*** Opening of PAGE TEXT ***

EXCLUSIVE — Sebastian Gorka: Attacks on Me Are About Making Sure the American People Don’t Get What They Voted For

Dr. Sebastian Gorka
Fox News/screenshot

WASHINGTON, D.C. – Dr. Sebastian Gorka says the leftist media’s “outrageous and dishonest” attacks on him are directed at the American people to ensure they “don’t get the policies they resoundingly voted for” in what he describes as “a scorched earth campaign against the President.”

In an exclusive interview with Breitbart News, Gorka explained that the attempts to mislabel him an antisemite and Nazi sympathizer by some in the media are due to their political bias against the results of the election. The attacks expose the “fundamentally anti-democratic” attitude of “elements of the media.”

Gorka has visited Israel at least six times and plans to go back to the Jewish state for more visits. He has also spoken several times at the annual 9/11 Conference by the International Institute for Counter-Terrorism (ICT) in Herzliya.

The Breitbart News-Gorka exclusive yielded the following:

Breitbart News (BB): As someone who has been so vocally supportive of Israel, how do you perceive attacks from those in the left-wing media who suggest you are a Nazi-sympathizer?

Dr. Sebastian Gorka: Of course, the attacks we’ve seen in the last month are outrageous and dishonest, but I don’t really take it personally. These attacks aren’t about me, really; they’re about making sure that the American people don’t get the policies they resoundingly voted for.

We’ve come to a place, unfortunately, where elements of the media are waging a scorched earth campaign against the president by trying to throw everything they have at anyone associated with his administration. They want to grind the government to a halt because they disagree with the results of the election and are fundamentally anti-democratic.

*** Close of PAGE TEXT ***
*** Opening of MATERIAL SUPPLIED ***

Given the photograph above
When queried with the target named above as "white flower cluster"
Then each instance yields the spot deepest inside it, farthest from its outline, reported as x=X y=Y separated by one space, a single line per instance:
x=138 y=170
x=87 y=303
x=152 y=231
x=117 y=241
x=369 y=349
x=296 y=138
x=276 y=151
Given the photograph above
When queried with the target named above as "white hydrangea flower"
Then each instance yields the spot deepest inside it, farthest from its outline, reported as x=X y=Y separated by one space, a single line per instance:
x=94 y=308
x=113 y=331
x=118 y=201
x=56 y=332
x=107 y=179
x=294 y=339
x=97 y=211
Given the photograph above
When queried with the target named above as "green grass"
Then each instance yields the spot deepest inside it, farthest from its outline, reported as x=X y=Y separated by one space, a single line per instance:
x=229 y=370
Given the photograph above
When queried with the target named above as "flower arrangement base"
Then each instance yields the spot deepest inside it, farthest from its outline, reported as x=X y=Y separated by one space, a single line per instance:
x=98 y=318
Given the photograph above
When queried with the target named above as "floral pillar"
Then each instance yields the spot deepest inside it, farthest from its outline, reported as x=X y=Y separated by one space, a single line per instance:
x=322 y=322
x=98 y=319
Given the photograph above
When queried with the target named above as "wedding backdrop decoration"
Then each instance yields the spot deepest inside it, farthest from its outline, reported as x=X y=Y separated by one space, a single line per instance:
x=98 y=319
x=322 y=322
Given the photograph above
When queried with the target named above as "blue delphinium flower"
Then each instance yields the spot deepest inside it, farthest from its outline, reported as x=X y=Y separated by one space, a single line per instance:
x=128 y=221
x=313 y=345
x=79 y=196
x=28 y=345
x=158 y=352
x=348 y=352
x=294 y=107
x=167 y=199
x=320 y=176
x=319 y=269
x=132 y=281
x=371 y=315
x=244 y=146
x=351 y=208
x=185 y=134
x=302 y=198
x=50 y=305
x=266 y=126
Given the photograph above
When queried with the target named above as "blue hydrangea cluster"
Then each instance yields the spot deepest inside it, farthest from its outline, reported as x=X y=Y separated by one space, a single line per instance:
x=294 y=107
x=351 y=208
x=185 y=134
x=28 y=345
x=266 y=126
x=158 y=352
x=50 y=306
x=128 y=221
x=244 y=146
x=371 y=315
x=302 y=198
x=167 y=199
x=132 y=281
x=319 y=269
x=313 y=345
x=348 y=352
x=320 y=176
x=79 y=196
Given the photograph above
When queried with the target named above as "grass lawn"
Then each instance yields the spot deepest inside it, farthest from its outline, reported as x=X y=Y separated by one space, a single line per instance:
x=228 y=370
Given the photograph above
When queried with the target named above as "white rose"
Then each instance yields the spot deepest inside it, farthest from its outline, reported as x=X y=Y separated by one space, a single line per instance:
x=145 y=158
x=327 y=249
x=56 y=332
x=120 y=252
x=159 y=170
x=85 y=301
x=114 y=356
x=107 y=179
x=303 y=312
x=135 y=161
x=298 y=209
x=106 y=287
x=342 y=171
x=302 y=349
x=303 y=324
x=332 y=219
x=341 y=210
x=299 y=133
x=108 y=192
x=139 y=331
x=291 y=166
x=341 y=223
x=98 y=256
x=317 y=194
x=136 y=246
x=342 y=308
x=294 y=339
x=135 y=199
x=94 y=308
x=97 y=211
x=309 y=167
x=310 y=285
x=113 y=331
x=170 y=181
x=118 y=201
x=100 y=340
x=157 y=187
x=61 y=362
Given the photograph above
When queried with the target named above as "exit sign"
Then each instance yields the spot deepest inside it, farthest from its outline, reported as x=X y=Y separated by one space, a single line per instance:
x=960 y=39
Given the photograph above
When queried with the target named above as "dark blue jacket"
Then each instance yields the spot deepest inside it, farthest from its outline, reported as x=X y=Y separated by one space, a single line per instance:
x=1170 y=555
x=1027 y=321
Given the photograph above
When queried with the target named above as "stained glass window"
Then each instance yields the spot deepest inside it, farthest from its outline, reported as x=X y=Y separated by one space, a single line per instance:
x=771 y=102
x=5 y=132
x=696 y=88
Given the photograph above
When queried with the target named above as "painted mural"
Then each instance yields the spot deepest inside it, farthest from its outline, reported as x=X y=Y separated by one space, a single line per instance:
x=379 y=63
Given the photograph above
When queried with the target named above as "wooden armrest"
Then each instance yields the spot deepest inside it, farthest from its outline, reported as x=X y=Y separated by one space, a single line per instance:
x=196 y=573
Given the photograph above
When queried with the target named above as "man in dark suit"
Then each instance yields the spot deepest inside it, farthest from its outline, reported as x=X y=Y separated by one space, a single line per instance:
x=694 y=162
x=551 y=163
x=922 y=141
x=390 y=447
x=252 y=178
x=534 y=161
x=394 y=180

*** Close of MATERIAL SUPPLIED ***

# [ACTIVITY 1]
In the article about Sebastian Gorka, why does Gorka say the media attacks on him are happening? Answer in one to three sentences.
# [ACTIVITY 2]
Continue the article about Sebastian Gorka from the point where its text ends.

# [WRITTEN ANSWER 1]
Gorka says the attacks are not really about him. Their purpose is to keep the American people from getting the policies they resoundingly voted for. He attributes them to elements of the media that disagree with the election results, are fundamentally anti-democratic, and want to grind the government to a halt.

# [WRITTEN ANSWER 2]
I’m pretty certain even the people writing these articles don’t even believe the things they’re writing. If they do, that’s most disturbing.

And in the end, as the son of parents who survived the Nazi takeover of Hungary and then the nightmare of Communism, these attacks have no power over me.

BB: Several Jewish organizations and Jewish leaders have come out in support of you. How does that make you feel?

Gorka: It makes me feel grateful.

It’s significant that the people who have worked with me closely, Jewish or not, have been unanimous and unwavering in their support. They can tell what a politically motivated smear campaign looks like, and they weigh it against what they know about our friendships over the years, as well as my writing, speaking, and being involved in national security policy for decades.

For their support, I’ll always be grateful. For people who don’t know me, I simply ask for them to look at what I’ve said and done throughout my life and my staunch opposition to Nazism, anti-Semitism, and all totalitarian ideologies.

BB: Your family experienced leftist totalitarianism and saw first-hand how the leftist regimes manipulated the truth. How would you relate that to this experience?
Gorka: My parents were refugees who had escaped the horrors of totalitarianism. As a result, I grew up understanding in my veins just how true President Reagan’s words were, that the loss of liberty is always but one generation away.

It was inculcating in me from the earliest age that freedom and liberty are as fragile as they are precious.

BB: What has your family’s history taught you about the threats we face today?

Gorka: Two simple things: First, to quote a Holocaust survivor who had lost his whole family in the war, who when asked what he had learned from all his suffering, simply answered: “When a group of people repeatedly says they wish to kill you, sooner or later you should take them seriously.” Today, this applies to ISIS as much as it applies to the mullahs in Tehran.

And second, that to win a war you much define victory, and for me, our victory is easy to describe. We will have won today’s war against the hybrid totalitarians when the Black Flag of Jihad is as reviled across the globe as the swastika of the Third Reich and the white peaked hood of the KKK.

Gorka and his wife spent Christmas in the largest Syrian refugee camp in Jordan in 2015. They spent the New Year in Israel and were in Tel Aviv during the deadly shooting at a restaurant where an Israeli Arab opened fire on civilians killing two civilians and a third victim, a taxi driver, as he fled the scene.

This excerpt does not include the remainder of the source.